TASK STATEMENT ::
Please convert the records, starting at the line that contains "Return one point per instance of the large window, each" and running through the last line of the records, into a Markdown table with the columns Row and Line. Number each line, leave out blank lines, and include nothing outside that span.

RECORDS PROVIDED ::
##############################

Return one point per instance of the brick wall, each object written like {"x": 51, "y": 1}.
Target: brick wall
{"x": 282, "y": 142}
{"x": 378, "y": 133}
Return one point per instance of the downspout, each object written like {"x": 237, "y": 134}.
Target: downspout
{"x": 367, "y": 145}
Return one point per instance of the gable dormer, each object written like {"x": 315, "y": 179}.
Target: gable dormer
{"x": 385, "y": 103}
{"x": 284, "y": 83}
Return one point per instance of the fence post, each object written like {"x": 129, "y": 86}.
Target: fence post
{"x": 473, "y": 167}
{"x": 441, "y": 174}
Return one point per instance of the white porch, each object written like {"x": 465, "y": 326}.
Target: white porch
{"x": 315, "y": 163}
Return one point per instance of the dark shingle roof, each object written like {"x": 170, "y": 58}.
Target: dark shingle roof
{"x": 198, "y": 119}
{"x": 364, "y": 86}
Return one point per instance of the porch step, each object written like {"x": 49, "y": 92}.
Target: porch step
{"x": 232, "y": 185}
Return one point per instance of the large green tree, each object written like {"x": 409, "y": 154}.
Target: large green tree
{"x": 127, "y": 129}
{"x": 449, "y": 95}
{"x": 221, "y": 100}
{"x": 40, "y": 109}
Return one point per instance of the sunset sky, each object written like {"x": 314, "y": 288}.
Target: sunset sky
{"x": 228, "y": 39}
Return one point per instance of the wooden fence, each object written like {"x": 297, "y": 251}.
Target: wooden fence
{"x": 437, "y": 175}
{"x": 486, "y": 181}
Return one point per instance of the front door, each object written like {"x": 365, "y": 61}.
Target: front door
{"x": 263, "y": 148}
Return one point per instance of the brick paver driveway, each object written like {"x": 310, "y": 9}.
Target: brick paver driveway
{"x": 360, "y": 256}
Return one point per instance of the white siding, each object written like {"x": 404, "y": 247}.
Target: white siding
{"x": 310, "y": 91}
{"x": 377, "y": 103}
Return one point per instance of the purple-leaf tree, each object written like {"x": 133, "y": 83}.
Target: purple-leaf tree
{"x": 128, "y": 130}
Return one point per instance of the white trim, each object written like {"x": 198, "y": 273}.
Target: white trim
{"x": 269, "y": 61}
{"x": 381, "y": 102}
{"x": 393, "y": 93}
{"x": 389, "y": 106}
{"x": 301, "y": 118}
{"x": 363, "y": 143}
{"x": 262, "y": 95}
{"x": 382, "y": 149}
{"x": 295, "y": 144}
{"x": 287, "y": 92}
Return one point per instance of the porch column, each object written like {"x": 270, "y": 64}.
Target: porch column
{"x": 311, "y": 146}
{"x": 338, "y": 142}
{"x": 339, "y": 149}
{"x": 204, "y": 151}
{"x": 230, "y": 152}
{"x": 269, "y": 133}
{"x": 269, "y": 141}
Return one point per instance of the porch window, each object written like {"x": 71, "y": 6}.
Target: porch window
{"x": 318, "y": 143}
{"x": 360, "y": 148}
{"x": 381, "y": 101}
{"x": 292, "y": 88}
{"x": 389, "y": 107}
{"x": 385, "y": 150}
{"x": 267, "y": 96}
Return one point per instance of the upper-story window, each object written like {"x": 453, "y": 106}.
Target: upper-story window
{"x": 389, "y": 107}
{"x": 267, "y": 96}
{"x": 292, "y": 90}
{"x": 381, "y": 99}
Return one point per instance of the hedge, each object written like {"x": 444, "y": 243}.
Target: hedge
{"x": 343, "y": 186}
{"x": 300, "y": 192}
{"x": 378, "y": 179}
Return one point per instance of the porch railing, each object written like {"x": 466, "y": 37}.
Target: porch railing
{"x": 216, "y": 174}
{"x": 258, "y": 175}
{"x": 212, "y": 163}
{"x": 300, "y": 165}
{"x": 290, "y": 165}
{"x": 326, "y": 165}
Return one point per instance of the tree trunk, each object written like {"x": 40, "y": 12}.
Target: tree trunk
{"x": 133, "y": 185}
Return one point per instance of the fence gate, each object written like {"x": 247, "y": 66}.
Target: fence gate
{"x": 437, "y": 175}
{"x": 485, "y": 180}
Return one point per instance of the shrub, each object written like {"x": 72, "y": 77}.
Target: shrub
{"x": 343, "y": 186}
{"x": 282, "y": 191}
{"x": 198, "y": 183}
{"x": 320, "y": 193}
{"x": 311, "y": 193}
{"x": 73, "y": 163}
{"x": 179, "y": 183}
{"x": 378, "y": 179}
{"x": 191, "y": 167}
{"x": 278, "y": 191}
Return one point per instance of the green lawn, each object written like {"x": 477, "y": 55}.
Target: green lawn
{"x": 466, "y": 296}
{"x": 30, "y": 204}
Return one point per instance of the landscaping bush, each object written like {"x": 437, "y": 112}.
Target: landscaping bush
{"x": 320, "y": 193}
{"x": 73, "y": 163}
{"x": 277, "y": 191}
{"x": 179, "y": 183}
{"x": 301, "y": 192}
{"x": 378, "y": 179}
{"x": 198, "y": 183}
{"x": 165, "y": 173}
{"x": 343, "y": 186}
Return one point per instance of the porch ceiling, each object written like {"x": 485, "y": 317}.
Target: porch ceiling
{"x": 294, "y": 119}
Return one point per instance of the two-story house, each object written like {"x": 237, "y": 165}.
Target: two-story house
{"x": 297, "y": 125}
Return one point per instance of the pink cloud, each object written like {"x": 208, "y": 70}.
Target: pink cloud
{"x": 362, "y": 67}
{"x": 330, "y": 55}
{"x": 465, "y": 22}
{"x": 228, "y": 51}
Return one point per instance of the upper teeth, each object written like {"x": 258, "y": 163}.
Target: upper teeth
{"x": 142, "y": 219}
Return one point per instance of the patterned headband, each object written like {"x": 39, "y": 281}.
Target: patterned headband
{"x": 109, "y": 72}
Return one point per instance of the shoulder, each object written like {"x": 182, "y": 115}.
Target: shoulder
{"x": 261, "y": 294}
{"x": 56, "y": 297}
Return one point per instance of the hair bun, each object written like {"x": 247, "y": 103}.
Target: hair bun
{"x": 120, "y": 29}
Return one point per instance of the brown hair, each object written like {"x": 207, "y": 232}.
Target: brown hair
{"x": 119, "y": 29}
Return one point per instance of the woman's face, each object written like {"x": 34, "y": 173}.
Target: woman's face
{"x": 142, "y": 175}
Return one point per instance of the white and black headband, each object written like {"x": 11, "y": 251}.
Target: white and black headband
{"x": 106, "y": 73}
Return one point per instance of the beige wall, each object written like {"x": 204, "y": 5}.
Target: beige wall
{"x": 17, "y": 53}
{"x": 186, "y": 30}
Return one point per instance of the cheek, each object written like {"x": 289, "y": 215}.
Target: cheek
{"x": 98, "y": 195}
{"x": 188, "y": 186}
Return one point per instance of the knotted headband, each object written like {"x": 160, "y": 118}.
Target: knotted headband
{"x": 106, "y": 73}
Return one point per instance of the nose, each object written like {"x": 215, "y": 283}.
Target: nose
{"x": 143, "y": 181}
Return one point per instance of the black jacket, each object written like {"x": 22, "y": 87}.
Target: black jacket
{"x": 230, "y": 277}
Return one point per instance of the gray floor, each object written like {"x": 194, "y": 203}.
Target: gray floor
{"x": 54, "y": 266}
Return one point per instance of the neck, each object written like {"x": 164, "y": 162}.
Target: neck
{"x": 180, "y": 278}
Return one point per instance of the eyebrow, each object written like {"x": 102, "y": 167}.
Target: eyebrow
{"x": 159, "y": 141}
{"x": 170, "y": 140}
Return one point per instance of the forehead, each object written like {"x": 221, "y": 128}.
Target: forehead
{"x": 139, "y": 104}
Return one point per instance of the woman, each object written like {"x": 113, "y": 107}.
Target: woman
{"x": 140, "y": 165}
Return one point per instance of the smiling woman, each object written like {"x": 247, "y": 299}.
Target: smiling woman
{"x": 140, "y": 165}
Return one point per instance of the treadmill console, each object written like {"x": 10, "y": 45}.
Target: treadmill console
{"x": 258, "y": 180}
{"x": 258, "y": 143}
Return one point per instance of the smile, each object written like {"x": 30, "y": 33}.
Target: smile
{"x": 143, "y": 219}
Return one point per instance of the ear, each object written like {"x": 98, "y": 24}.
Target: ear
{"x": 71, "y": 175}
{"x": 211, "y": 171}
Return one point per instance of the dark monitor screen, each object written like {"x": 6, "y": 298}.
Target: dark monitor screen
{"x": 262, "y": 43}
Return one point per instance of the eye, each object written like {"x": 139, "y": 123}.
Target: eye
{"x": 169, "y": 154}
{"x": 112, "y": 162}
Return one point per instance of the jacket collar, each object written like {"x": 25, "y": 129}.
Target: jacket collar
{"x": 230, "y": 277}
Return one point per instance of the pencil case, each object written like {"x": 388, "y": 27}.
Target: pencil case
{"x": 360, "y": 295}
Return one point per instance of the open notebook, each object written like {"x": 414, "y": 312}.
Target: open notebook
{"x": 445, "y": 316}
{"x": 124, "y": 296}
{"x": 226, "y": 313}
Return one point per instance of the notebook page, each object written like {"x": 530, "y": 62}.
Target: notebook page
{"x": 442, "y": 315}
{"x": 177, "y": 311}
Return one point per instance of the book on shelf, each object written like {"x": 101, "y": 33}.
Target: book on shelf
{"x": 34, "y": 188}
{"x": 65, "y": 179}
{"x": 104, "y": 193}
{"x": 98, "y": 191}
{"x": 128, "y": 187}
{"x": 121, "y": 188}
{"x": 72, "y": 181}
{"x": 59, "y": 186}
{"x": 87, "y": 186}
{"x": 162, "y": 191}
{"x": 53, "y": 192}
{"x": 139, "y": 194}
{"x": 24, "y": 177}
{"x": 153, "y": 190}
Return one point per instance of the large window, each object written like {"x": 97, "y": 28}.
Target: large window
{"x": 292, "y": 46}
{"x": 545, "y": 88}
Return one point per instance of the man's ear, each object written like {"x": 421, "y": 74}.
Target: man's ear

##############################

ANSWER BELOW ::
| Row | Line |
|---|---|
| 1 | Return one point per instance of the large window, each object written like {"x": 97, "y": 28}. |
| 2 | Target: large window |
| 3 | {"x": 292, "y": 46} |
| 4 | {"x": 545, "y": 88} |
| 5 | Return one point per instance of the man's ear, each object written like {"x": 421, "y": 74}. |
| 6 | Target: man's ear |